# WORK REQUIRED
Extract every line of the entries below that contains the string "white". Matching is case-sensitive.
-- Start of RECORDS SHOWN --
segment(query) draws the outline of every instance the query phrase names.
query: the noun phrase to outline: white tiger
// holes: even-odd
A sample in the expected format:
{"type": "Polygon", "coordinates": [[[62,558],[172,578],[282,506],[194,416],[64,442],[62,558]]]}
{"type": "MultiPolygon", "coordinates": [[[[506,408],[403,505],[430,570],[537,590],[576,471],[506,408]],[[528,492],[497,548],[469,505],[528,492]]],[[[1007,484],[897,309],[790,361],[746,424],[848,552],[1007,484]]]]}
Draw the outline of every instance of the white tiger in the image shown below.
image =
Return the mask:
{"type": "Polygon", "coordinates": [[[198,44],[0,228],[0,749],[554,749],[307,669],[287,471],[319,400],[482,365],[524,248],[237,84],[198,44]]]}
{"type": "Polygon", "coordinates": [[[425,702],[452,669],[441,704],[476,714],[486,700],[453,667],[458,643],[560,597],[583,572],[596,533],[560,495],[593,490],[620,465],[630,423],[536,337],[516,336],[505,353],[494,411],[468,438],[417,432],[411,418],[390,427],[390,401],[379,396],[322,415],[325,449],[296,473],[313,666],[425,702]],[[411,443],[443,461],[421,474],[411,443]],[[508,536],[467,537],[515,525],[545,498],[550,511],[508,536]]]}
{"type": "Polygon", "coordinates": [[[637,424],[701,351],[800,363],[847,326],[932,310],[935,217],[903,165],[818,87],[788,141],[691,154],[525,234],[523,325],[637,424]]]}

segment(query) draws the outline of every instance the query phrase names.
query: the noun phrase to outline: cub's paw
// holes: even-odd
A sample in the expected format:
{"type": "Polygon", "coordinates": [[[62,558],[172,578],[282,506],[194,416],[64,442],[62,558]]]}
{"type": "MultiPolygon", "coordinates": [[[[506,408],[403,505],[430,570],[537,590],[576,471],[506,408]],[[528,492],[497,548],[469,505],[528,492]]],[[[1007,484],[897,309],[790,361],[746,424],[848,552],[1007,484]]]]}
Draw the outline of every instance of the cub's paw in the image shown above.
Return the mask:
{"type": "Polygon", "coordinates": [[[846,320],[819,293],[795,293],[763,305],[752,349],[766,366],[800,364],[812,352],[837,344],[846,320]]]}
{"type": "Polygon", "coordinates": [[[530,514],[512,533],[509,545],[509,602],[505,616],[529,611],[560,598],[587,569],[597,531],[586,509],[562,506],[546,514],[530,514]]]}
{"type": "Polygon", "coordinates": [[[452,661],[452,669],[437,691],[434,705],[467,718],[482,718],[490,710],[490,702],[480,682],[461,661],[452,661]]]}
-- End of RECORDS SHOWN --
-- Start of RECORDS SHOWN --
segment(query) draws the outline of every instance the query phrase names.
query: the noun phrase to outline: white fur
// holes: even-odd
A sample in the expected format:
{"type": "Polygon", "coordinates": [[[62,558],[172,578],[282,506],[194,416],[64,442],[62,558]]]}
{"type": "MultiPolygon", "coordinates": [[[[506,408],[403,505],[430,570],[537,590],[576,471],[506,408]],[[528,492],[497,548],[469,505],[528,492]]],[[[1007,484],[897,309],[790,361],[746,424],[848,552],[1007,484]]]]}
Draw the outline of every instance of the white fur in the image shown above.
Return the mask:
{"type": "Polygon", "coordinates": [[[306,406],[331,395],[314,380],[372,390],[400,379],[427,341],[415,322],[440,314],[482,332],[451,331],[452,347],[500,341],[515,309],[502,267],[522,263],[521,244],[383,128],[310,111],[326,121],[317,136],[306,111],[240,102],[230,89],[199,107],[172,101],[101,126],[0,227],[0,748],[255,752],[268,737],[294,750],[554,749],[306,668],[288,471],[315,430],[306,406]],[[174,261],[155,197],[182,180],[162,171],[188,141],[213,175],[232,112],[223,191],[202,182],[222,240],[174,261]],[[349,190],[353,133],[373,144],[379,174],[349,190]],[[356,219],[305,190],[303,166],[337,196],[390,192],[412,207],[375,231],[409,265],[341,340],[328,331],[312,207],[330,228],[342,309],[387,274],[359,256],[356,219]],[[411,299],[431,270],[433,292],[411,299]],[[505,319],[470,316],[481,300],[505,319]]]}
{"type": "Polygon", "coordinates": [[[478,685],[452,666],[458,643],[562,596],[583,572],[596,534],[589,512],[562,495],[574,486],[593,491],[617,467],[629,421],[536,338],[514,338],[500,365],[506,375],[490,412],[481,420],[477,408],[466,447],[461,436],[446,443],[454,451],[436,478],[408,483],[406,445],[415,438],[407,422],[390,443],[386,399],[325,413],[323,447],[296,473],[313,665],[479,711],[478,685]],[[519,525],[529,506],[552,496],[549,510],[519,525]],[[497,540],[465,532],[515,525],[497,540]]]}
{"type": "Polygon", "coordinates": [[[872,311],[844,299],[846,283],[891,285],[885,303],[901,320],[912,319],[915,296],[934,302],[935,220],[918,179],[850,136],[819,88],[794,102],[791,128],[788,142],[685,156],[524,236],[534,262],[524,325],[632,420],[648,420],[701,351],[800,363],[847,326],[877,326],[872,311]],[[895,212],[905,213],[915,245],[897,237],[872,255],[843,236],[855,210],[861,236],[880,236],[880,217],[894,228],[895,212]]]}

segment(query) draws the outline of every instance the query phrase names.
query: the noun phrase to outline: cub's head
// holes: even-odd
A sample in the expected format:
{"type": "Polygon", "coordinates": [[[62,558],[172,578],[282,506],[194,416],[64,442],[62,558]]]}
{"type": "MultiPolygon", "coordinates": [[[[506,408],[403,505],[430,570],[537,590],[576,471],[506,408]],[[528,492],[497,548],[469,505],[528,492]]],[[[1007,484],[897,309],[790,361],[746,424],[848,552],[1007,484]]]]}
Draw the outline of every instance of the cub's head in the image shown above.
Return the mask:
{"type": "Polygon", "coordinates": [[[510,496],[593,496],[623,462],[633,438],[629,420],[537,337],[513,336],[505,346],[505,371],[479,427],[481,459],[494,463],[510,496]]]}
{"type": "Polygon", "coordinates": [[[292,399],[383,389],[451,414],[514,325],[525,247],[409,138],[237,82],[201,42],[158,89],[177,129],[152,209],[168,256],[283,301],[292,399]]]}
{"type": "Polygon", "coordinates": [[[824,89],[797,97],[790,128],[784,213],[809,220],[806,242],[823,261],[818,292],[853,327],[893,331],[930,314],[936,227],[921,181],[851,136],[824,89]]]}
-- End of RECORDS SHOWN --
# EXERCISE RESULT
query: the noun phrase to outline: white tiger
Draw the outline of every instance of the white tiger in the image shown below.
query: the noun phrase to outline: white fur
Draw the outline of every instance of the white fur in the image shown above.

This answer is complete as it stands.